**Goal of the exercise**
Return the records that follow unaltered. Omit every picture.

**Source records**
......
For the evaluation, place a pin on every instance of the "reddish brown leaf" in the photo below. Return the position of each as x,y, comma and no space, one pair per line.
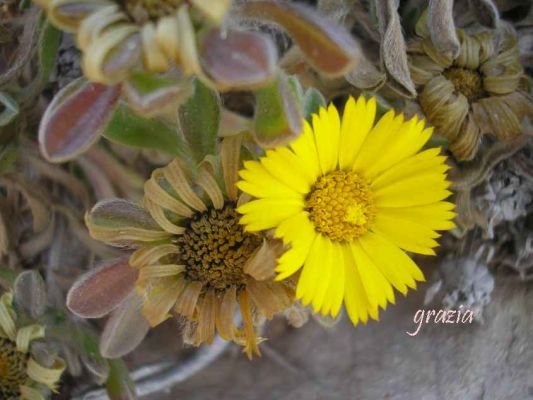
75,119
237,59
328,47
102,290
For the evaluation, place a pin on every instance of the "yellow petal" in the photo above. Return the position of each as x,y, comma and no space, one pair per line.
415,191
384,255
377,140
305,149
435,216
333,298
258,182
355,300
397,266
409,235
299,233
357,121
405,142
324,280
427,161
311,271
285,171
377,288
268,213
326,127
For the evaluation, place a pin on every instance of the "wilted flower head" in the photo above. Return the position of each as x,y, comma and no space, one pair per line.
24,374
481,91
193,258
115,35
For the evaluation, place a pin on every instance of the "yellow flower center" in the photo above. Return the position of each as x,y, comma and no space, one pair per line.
215,248
13,366
465,81
144,10
340,205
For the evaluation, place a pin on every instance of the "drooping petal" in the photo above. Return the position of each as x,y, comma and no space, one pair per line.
335,293
377,288
326,126
160,298
394,264
311,272
377,139
258,182
262,263
299,233
355,299
255,218
206,319
224,321
186,303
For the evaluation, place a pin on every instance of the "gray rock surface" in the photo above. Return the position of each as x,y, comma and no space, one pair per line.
493,361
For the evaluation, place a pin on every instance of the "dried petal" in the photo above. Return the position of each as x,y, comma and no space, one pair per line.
442,27
393,49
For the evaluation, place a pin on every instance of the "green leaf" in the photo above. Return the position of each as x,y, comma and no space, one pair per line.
278,116
8,156
151,95
48,48
296,86
313,100
128,128
119,384
7,276
9,108
199,121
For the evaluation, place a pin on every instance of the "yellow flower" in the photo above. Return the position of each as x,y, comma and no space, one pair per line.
193,256
21,376
349,197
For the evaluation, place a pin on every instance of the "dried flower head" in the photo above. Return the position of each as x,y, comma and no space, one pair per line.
21,375
480,91
349,196
193,257
113,35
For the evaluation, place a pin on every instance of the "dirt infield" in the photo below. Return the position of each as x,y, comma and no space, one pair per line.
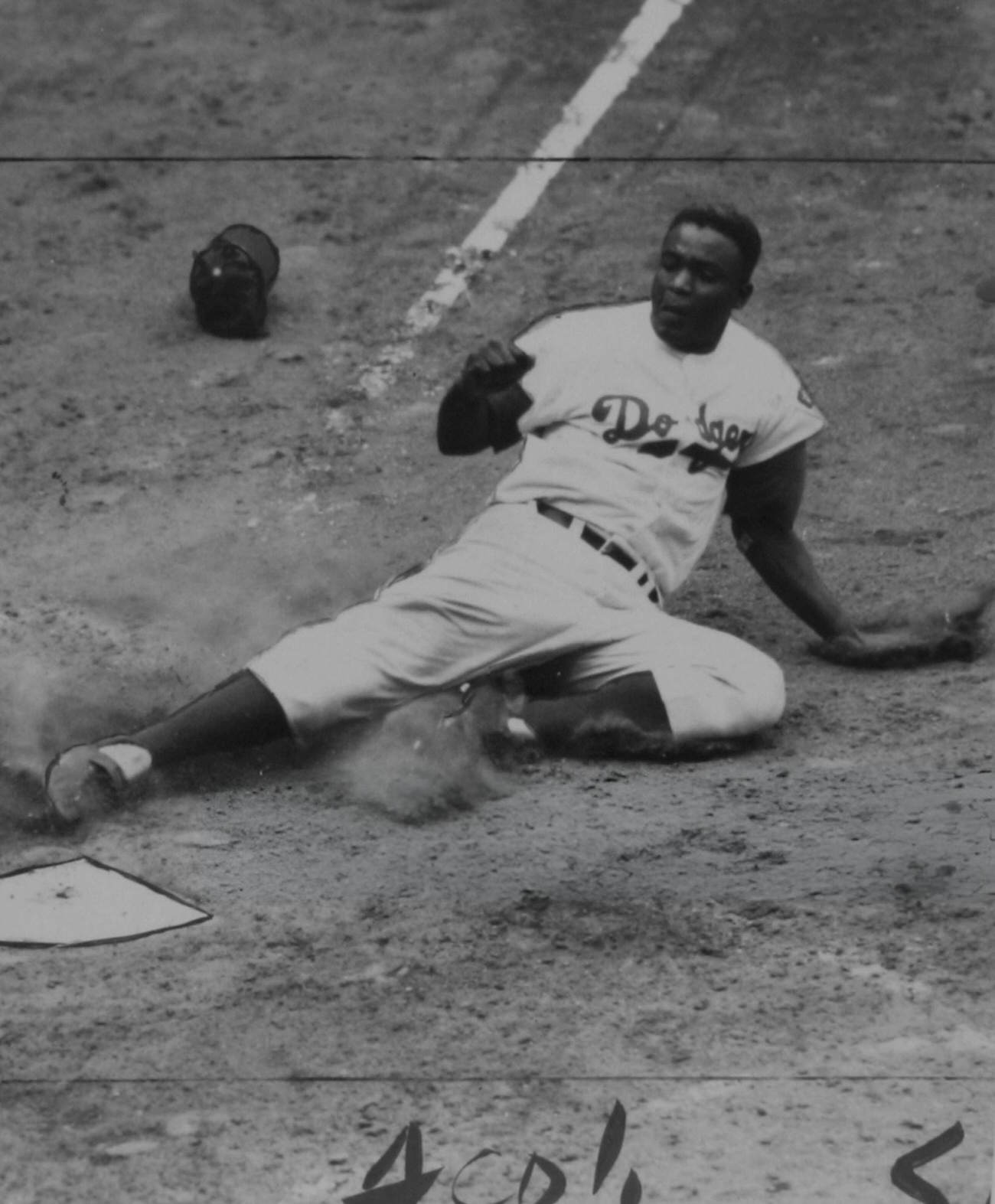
778,961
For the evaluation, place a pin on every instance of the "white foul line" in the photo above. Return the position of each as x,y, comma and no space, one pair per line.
606,83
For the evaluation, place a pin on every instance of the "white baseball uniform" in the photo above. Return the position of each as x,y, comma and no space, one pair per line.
634,441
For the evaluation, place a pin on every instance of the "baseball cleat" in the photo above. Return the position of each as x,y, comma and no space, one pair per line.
90,779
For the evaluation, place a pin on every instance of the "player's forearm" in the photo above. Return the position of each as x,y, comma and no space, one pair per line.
787,569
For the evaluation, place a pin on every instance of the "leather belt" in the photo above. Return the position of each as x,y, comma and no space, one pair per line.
602,544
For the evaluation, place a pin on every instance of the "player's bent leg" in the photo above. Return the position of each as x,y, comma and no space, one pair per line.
741,695
670,684
621,716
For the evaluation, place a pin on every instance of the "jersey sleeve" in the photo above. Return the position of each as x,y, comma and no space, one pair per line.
556,344
788,416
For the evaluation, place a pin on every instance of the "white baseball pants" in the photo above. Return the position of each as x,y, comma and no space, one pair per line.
516,590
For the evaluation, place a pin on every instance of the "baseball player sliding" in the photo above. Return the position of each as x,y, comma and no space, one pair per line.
640,424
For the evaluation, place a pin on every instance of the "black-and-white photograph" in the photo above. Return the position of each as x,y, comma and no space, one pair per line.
497,665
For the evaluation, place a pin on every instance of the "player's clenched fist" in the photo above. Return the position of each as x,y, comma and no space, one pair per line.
497,365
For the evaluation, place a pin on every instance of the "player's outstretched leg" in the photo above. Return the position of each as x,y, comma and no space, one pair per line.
92,778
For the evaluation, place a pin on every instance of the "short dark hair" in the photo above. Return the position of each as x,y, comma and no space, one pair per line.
726,220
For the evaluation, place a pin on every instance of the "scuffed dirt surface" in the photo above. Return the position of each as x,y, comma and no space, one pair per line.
780,960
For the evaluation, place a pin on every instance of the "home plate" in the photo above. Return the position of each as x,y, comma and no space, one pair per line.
82,902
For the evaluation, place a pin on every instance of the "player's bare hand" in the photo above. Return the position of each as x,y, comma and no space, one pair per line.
497,365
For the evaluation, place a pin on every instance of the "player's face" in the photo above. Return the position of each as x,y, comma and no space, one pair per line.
696,286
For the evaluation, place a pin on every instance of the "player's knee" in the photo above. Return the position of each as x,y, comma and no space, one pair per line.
764,687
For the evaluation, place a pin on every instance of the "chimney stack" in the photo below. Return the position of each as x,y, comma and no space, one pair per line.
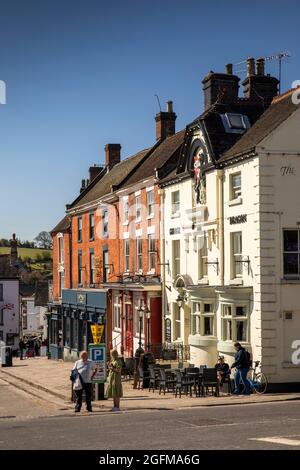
259,87
94,171
165,122
260,66
221,87
112,155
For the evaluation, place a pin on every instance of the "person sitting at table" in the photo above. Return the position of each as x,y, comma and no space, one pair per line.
223,370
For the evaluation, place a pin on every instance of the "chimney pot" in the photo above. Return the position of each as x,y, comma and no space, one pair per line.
165,122
169,106
112,155
260,66
229,69
250,66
......
**Final result**
For the evaluation, place a pin on every instance of the "reddish brown leaf" in the photo below. Return the position of each as x,y, comma and no space, one pair per line.
75,119
237,59
328,47
102,290
For the evaluation, place a pin on every instance of the "yellow petal" in the photo above. Return the position of each as x,y, comma and no space, one pair per line.
415,191
384,255
377,140
305,149
435,216
333,298
258,182
355,300
397,266
409,235
299,233
357,121
405,142
324,280
427,161
311,271
285,171
377,288
268,213
326,127
For the evaluation, place a pin on every instance of the "wilted flower head" in the photo above. Return the position of each as x,y, comma and no space, one pair per line.
24,374
481,91
193,258
115,35
For the evaluation, place a pin on every instance of the "yellow flower center" in the photo above. Return the position of each as x,y, comma and no space, one pair per line.
215,248
13,366
465,81
144,10
340,205
For the evaluation, place a pin on every instance of the "drooping petal" in the photo above. Return the position of each as x,y, comma and no space, one pair per line.
335,293
377,288
326,126
160,298
394,264
311,272
377,139
258,182
262,263
299,233
355,299
255,218
206,319
224,321
186,303
For the evaluation, place a pin on every instance of the "gray rock surface" in the photo above. Return the position of each as x,y, comma and no space, one pair per line.
493,361
For the evaluation, place a pin on every instance of the "dried petal" in the photo above. Return the position of each as x,y, comma and no space, one pair per line.
442,27
393,49
For the evaluation, place a pin on every instance of the "green leaf" in the photo above. Return the position of each as x,y, comma and no space, one pair per line.
278,116
8,156
151,95
48,48
296,86
313,100
128,128
119,384
7,276
9,108
199,121
For the evaluation, place a pin on every instance of the "yellow flower" in the photo above. Return the position of each as x,y, comma and no space, one pair per line.
193,256
21,376
349,197
For the evaluation, place a pin on every instance of the "dried flower head" in the photo above. Return the position of each as x,y, comma and no space, one pair per line.
21,375
480,91
349,196
193,257
113,35
For the evaluation, place a pin on every instance of the "dirt infield" in the photo below. Return the position of each as x,y, comma and no space, one pair per line.
778,961
For the evaluation, place a pin on every instance of the "white foul line" in the photo above. Return the position of each as x,y, comma and no space, one pair per line.
606,83
For the evaluation, place a pin on every instance of the "white baseball uniform" in the photo above. Return the position of each as x,y, comma and no space, one pair per line.
634,441
For the evaluation, place a pin on every instance of the "baseball cleat" in the photo above. Return the position of each as x,y, comma and no space, one pair per line.
90,779
For the evaluation, place a pin on every instance of the "player's forearm" in the photo above. Return the position of each as x,y, comma and no space, one pair per line.
787,569
For the evaluation, place a pin on every instance of the "leather belt" in the photo above. Return the position of each as x,y, comma and no space, one pair per line.
602,544
For the evaluation, place a pin on every instance of the "player's bent leg" in the photo above. Return the position of each as x,y, comma and no space, one pair per line.
741,695
670,684
621,716
For the evaluation, place a pin on every instance of the "jersey sleeve" in the photo above. Return the position of each as x,y, comma and no space, one pair per line.
556,344
788,416
For the evaluation, place a pin on every instance of the "white baseball pants" in the photo above. Return the position of each as x,y, comma and no space, one pair per line.
516,590
For the evaluation, place a pin on every instance of the "baseball player sliding" in the photo above. Return the position of each as x,y, comma and no space, one pair per line.
640,424
For the evaluation, place a pin on every instance of the "black-and-white photograph" in the photo above. Return the position of each as x,y, comma and no space, one pair per line.
497,665
For the evaluation, place a pin on every instance of the "player's clenched fist" in the photo above. Return the position of each as x,y, comma and no space, one pair per line.
497,365
For the evaluation, place a pin on every instance of the "player's outstretched leg" in the photo above. Return the position of each as x,y, comma and no space, one pair per line.
92,778
For the evaluation, place a pin on every instance of the "short dark hair" in the photo above. Return the position of each as x,y, comma and no space, one pair per line.
726,220
For the evaluation, place a pin on every instance of the "scuffed dirt surface" in the photo above. Return the position of each as x,y, comma and no space, one pair per line.
780,960
For the evaluation, place a pin on every instance of the "home plate" in the photo above. Return the position of each as x,y, comma and no space, one pair per line.
82,902
For the evaluation, place a pin on every instance of the "player's bare hand" in the photo above. Return the position of each as x,y, comma and no space, one pair per line.
497,365
For the evaluation, place a pin on every instance of the "player's face" in the photo above. Return the position of each as x,y, comma and no space, one pair per line.
696,286
For the evaluation, place a pin on every instance of the "player's knee" in the photo above. Return the position of each as x,y, comma and no space, one pair per line.
764,687
For the evaluation, place a pin on every instance of the "chimney stack" in the photo below. Return the position of each as x,y, comma and no space, one pair per line.
259,87
94,171
165,122
260,66
221,87
112,155
For the evaluation, place a pin on every instance of the "person sitting at table" in the photo above. Return the position of each as x,y, comma and no space, one pair per line.
223,370
For the evaluation, place a pin on every instance of the "chimney pot" in the photo above. Return the position of each as x,y, comma and no space, one pair per line.
165,122
169,106
112,155
260,66
229,69
250,66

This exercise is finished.